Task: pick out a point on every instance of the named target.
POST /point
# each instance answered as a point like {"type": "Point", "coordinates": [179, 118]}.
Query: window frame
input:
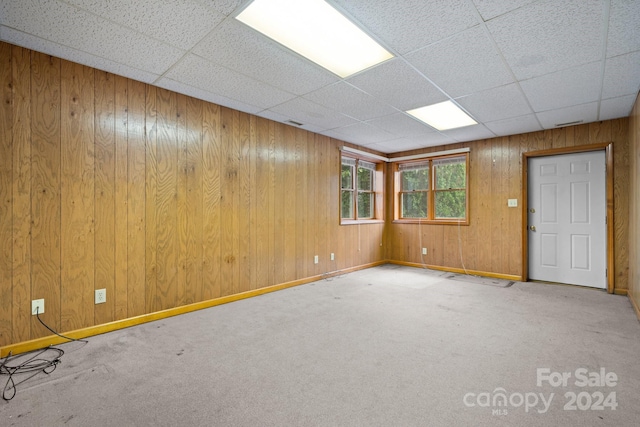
{"type": "Point", "coordinates": [431, 192]}
{"type": "Point", "coordinates": [376, 189]}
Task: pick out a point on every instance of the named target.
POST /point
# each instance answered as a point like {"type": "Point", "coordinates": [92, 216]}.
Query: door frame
{"type": "Point", "coordinates": [608, 149]}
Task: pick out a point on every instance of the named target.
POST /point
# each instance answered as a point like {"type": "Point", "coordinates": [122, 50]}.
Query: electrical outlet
{"type": "Point", "coordinates": [101, 296]}
{"type": "Point", "coordinates": [37, 306]}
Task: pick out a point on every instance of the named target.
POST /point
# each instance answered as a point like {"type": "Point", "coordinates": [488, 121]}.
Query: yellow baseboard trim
{"type": "Point", "coordinates": [633, 303]}
{"type": "Point", "coordinates": [460, 270]}
{"type": "Point", "coordinates": [38, 343]}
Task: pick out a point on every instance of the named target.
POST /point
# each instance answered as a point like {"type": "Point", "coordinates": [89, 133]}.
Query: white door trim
{"type": "Point", "coordinates": [608, 148]}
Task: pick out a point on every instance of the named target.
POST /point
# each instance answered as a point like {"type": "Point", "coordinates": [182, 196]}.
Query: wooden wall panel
{"type": "Point", "coordinates": [45, 189]}
{"type": "Point", "coordinates": [121, 193]}
{"type": "Point", "coordinates": [181, 200]}
{"type": "Point", "coordinates": [492, 242]}
{"type": "Point", "coordinates": [6, 187]}
{"type": "Point", "coordinates": [634, 207]}
{"type": "Point", "coordinates": [105, 169]}
{"type": "Point", "coordinates": [77, 196]}
{"type": "Point", "coordinates": [165, 229]}
{"type": "Point", "coordinates": [137, 148]}
{"type": "Point", "coordinates": [212, 179]}
{"type": "Point", "coordinates": [21, 147]}
{"type": "Point", "coordinates": [194, 202]}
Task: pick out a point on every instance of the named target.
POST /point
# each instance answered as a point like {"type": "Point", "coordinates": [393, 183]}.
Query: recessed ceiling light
{"type": "Point", "coordinates": [316, 31]}
{"type": "Point", "coordinates": [442, 116]}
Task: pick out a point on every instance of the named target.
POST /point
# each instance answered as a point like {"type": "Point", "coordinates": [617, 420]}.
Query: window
{"type": "Point", "coordinates": [361, 190]}
{"type": "Point", "coordinates": [433, 190]}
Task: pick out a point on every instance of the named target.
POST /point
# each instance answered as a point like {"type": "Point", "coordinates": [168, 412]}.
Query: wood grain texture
{"type": "Point", "coordinates": [121, 195]}
{"type": "Point", "coordinates": [6, 187]}
{"type": "Point", "coordinates": [138, 144]}
{"type": "Point", "coordinates": [21, 138]}
{"type": "Point", "coordinates": [193, 201]}
{"type": "Point", "coordinates": [634, 207]}
{"type": "Point", "coordinates": [45, 189]}
{"type": "Point", "coordinates": [77, 196]}
{"type": "Point", "coordinates": [212, 194]}
{"type": "Point", "coordinates": [165, 226]}
{"type": "Point", "coordinates": [496, 229]}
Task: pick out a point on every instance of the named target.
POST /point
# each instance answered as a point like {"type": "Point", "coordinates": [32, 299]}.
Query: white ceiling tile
{"type": "Point", "coordinates": [496, 104]}
{"type": "Point", "coordinates": [624, 22]}
{"type": "Point", "coordinates": [41, 45]}
{"type": "Point", "coordinates": [408, 25]}
{"type": "Point", "coordinates": [200, 73]}
{"type": "Point", "coordinates": [179, 23]}
{"type": "Point", "coordinates": [615, 108]}
{"type": "Point", "coordinates": [514, 125]}
{"type": "Point", "coordinates": [574, 86]}
{"type": "Point", "coordinates": [344, 98]}
{"type": "Point", "coordinates": [469, 133]}
{"type": "Point", "coordinates": [585, 113]}
{"type": "Point", "coordinates": [401, 124]}
{"type": "Point", "coordinates": [360, 133]}
{"type": "Point", "coordinates": [206, 95]}
{"type": "Point", "coordinates": [396, 83]}
{"type": "Point", "coordinates": [489, 9]}
{"type": "Point", "coordinates": [225, 7]}
{"type": "Point", "coordinates": [621, 75]}
{"type": "Point", "coordinates": [68, 26]}
{"type": "Point", "coordinates": [550, 35]}
{"type": "Point", "coordinates": [463, 64]}
{"type": "Point", "coordinates": [307, 112]}
{"type": "Point", "coordinates": [238, 47]}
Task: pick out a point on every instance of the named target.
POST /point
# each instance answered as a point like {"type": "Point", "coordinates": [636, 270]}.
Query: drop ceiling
{"type": "Point", "coordinates": [514, 65]}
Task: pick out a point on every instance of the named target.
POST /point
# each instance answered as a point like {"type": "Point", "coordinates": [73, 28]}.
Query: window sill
{"type": "Point", "coordinates": [432, 221]}
{"type": "Point", "coordinates": [361, 221]}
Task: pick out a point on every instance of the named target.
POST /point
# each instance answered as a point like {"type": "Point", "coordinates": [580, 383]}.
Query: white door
{"type": "Point", "coordinates": [567, 219]}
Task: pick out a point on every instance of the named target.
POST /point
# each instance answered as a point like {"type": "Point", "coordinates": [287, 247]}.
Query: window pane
{"type": "Point", "coordinates": [414, 205]}
{"type": "Point", "coordinates": [347, 204]}
{"type": "Point", "coordinates": [451, 204]}
{"type": "Point", "coordinates": [415, 180]}
{"type": "Point", "coordinates": [347, 176]}
{"type": "Point", "coordinates": [365, 205]}
{"type": "Point", "coordinates": [365, 179]}
{"type": "Point", "coordinates": [451, 175]}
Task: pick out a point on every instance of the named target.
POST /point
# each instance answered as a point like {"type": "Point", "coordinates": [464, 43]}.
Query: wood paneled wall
{"type": "Point", "coordinates": [634, 207]}
{"type": "Point", "coordinates": [161, 199]}
{"type": "Point", "coordinates": [492, 243]}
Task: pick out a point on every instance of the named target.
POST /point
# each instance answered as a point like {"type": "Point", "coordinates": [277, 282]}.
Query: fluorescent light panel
{"type": "Point", "coordinates": [442, 116]}
{"type": "Point", "coordinates": [316, 31]}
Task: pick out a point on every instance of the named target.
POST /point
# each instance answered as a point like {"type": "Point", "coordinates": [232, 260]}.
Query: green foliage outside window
{"type": "Point", "coordinates": [449, 195]}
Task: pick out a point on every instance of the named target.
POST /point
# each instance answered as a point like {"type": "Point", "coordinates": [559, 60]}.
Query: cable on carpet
{"type": "Point", "coordinates": [43, 360]}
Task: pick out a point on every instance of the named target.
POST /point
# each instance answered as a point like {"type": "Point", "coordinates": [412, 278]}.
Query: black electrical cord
{"type": "Point", "coordinates": [43, 360]}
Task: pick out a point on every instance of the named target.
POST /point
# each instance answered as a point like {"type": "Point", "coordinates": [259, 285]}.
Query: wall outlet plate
{"type": "Point", "coordinates": [37, 306]}
{"type": "Point", "coordinates": [101, 296]}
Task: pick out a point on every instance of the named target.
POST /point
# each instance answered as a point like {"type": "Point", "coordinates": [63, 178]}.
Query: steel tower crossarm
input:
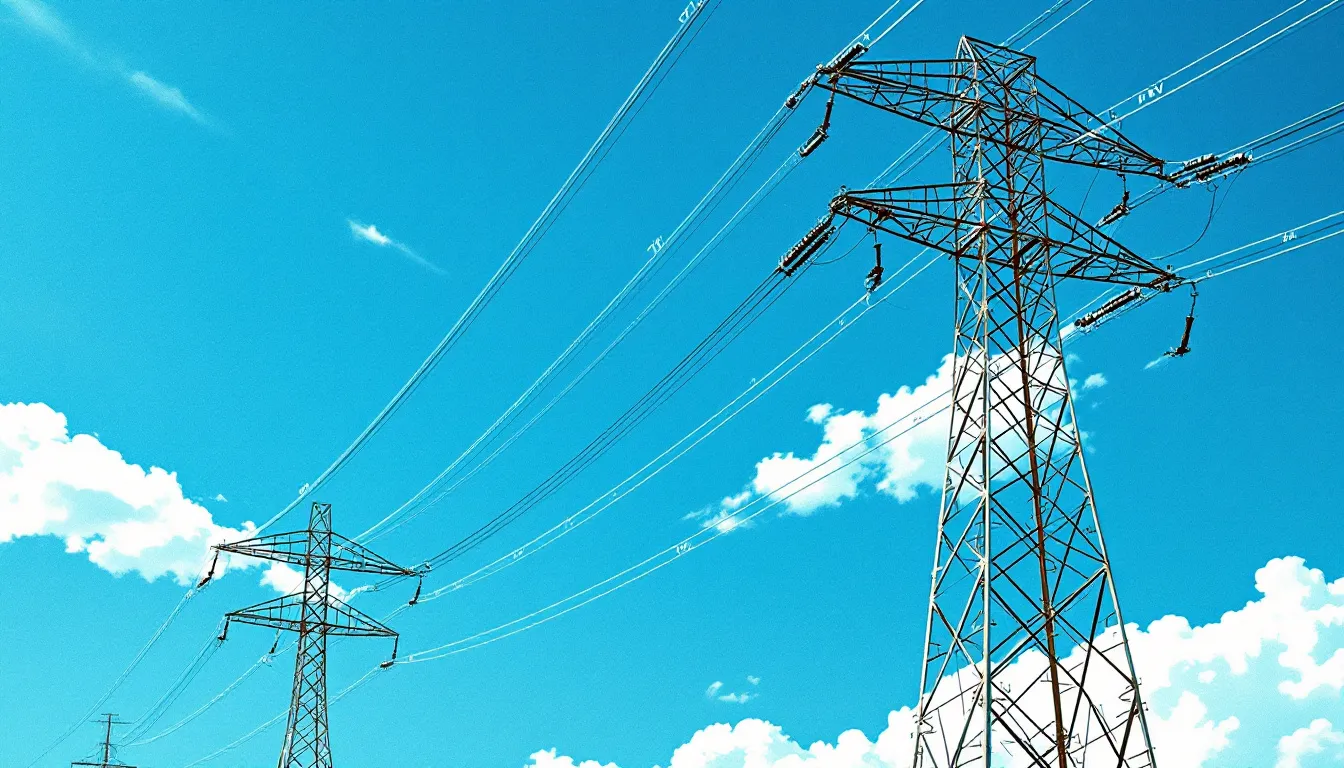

———

▶ [Written instruction]: Copy out each line in the records above that contains the word "door".

▶ [Task result]:
Query: door frame
Query: white door trim
Query: white door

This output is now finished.